EXERCISE PROMPT:
How many lines of the material below contain the word "sports"? Reply with the number alone.

::: RECORDED DATA :::

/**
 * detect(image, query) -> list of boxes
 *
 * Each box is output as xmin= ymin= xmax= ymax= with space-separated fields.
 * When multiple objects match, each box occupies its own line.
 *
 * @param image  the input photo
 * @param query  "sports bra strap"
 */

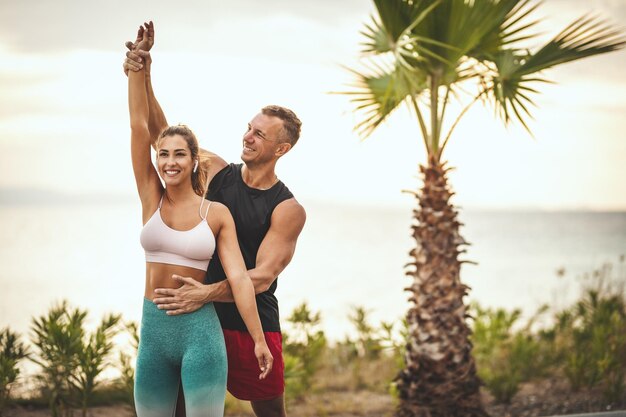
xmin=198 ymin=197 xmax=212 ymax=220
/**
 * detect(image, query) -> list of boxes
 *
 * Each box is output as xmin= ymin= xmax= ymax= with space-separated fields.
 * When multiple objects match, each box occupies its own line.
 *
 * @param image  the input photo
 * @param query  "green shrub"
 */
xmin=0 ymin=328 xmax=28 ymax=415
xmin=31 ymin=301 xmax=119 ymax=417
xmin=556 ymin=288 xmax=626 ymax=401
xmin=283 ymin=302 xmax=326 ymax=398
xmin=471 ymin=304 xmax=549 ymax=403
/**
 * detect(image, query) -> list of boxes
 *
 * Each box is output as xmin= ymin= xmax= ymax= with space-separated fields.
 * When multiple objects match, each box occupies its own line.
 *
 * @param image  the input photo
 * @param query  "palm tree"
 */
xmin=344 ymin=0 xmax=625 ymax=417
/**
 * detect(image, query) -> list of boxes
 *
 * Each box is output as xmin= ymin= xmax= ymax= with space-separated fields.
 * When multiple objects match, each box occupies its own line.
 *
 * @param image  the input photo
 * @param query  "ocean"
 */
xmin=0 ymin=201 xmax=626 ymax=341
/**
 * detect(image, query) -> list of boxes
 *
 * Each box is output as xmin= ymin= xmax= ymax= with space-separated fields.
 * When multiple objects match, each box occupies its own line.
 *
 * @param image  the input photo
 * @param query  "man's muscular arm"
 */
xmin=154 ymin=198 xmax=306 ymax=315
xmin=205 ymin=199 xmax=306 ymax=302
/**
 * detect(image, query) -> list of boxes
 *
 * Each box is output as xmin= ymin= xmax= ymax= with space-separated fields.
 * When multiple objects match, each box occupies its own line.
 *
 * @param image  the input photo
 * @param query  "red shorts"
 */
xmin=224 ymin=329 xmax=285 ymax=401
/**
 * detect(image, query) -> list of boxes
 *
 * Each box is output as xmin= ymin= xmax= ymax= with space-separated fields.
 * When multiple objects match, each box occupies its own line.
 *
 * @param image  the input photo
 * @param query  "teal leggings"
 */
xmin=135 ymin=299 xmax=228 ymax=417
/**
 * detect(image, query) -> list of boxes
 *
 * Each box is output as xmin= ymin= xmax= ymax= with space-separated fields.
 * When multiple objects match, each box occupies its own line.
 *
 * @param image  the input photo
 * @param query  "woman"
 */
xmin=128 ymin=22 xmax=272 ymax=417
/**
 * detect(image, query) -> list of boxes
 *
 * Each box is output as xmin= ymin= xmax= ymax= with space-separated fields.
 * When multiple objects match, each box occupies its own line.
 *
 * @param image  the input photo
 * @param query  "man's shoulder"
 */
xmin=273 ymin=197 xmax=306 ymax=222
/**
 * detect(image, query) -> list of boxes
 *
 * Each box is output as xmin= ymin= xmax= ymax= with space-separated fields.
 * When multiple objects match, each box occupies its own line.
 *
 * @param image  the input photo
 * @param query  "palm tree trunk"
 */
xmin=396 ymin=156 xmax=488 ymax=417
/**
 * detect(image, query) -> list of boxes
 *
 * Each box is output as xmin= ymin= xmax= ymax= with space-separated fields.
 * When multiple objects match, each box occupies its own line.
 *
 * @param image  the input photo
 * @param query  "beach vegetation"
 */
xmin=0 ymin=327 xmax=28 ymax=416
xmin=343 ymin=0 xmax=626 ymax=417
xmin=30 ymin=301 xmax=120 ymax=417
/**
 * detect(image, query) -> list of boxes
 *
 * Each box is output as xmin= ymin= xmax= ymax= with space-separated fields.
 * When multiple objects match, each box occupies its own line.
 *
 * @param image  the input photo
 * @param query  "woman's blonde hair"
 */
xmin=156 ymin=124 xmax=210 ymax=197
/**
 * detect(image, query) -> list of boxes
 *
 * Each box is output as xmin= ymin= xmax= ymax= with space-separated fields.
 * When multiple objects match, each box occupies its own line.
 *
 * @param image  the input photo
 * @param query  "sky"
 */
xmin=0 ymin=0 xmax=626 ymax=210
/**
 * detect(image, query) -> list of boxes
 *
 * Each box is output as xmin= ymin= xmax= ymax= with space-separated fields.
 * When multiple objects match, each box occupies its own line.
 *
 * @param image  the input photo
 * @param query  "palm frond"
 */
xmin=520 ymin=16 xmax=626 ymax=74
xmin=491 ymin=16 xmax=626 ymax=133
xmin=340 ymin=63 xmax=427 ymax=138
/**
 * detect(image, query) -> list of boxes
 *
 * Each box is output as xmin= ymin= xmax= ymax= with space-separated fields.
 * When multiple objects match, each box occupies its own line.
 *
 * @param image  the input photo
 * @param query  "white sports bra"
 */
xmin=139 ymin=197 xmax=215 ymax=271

:::

ANSWER IN FULL:
2